◆ What you need to do: In the comment thread below, turn the paragraph that begins "Minor quibble unrelated" into a short bulleted list that keeps its main points.

◆ Provided passage:
53 points| MurizS | 2 years ago |nonint.com

25 comments

order

the_duke|2 years ago

There is nothing new or dystopian about this, a tradeoff between capital expenditure and labour has existed since ... forever.

Do I buy expensive tool X or get buy with cheap ones that make the work take longer or be less precise? Do I buy fancy machine Y or pay 10 people to do it manually?

The only new development with AI is that this was traditionally limited to relatively manual or repetitive processes, but is now expanding to knowledge work as well.

In the medium term the question will be do I just pay for people, or do I spend resources on collecting data and training a model?

novagameco|2 years ago

Dystopia is when white collar workers are no longer secure in the labor force. Basic economics is when blue collar workers are no longer secure in the labor force

j2kun|2 years ago

> costs of fixed assets

Minor quibble unrelated to the main content of the post: the measures are not fixed costs of assets, but a blend of depreciation and the operating cost of power usage for those assets. Sort of a regular snapshot of an average daily accounting cost, so to speak (which is reasonable). And this was cost to Google, not taking into account what Google could make by charging Cloud customers for the use of those assets (opportunity cost).

My understanding is that the main use of this tool was actually for engineers to give reasonable-ish impact statements for their performance work. I hadn't heard of anyone using it to make serious trade-offs in project planning, since at the level where that matters, the capacity planning teams had more precise costs related to their actual budgets, as well as short term goals like "RAM has a supply chain shock so we can't get any more than X for the next quarter."

progbits|2 years ago

Yup that's right.

◆ Record excerpts:
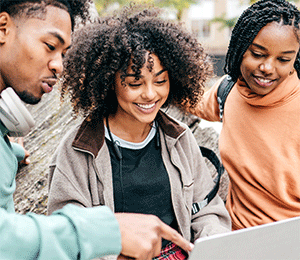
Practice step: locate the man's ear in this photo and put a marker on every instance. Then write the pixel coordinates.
(5, 21)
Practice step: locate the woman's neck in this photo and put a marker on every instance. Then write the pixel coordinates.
(131, 131)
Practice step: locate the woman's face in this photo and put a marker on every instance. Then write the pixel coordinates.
(141, 98)
(270, 58)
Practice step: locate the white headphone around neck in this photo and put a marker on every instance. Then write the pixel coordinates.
(13, 113)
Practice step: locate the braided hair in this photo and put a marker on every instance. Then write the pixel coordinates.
(102, 49)
(252, 20)
(37, 8)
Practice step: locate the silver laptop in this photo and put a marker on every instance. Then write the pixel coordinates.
(278, 240)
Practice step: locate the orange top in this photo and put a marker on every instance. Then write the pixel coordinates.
(260, 149)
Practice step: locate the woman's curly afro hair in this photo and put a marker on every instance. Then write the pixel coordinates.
(36, 8)
(102, 49)
(252, 20)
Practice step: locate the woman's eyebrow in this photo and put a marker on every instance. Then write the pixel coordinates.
(263, 48)
(141, 76)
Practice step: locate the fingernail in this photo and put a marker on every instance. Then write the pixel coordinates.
(191, 246)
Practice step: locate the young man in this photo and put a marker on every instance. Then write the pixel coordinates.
(34, 37)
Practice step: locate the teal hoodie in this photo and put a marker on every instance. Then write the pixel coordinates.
(69, 233)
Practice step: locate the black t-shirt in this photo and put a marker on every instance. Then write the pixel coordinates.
(141, 182)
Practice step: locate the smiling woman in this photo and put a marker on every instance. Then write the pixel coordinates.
(260, 137)
(127, 153)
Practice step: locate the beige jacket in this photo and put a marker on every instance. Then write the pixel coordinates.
(81, 173)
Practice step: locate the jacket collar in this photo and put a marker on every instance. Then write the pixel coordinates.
(90, 135)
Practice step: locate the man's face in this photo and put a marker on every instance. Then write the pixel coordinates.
(31, 52)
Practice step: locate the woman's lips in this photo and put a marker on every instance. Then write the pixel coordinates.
(48, 84)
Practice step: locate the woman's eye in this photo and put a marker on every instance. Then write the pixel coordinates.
(51, 47)
(160, 82)
(257, 55)
(134, 84)
(284, 59)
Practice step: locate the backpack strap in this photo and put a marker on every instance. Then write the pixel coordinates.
(223, 90)
(213, 158)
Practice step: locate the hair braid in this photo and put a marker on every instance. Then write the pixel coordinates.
(252, 20)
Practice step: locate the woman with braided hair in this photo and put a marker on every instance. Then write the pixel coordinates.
(260, 139)
(127, 153)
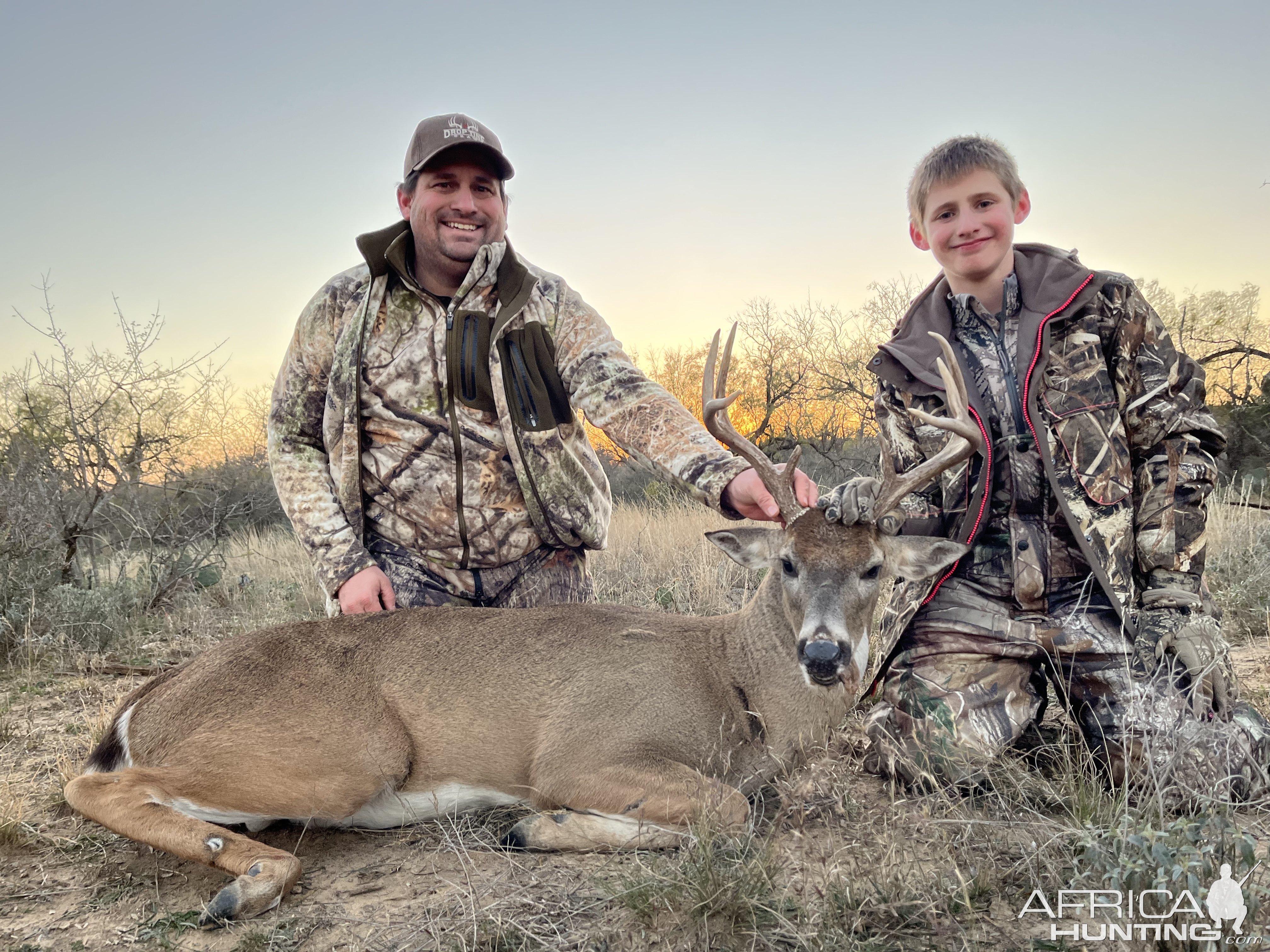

◆ Answer for the task:
- The figures are not fixed costs of assets. They blend depreciation with the operating cost of the power those assets use.
- They work as a regular snapshot of an average daily accounting cost, which is reasonable.
- They show the cost to Google. They leave out what Google could earn by charging Cloud customers to use those assets (opportunity cost).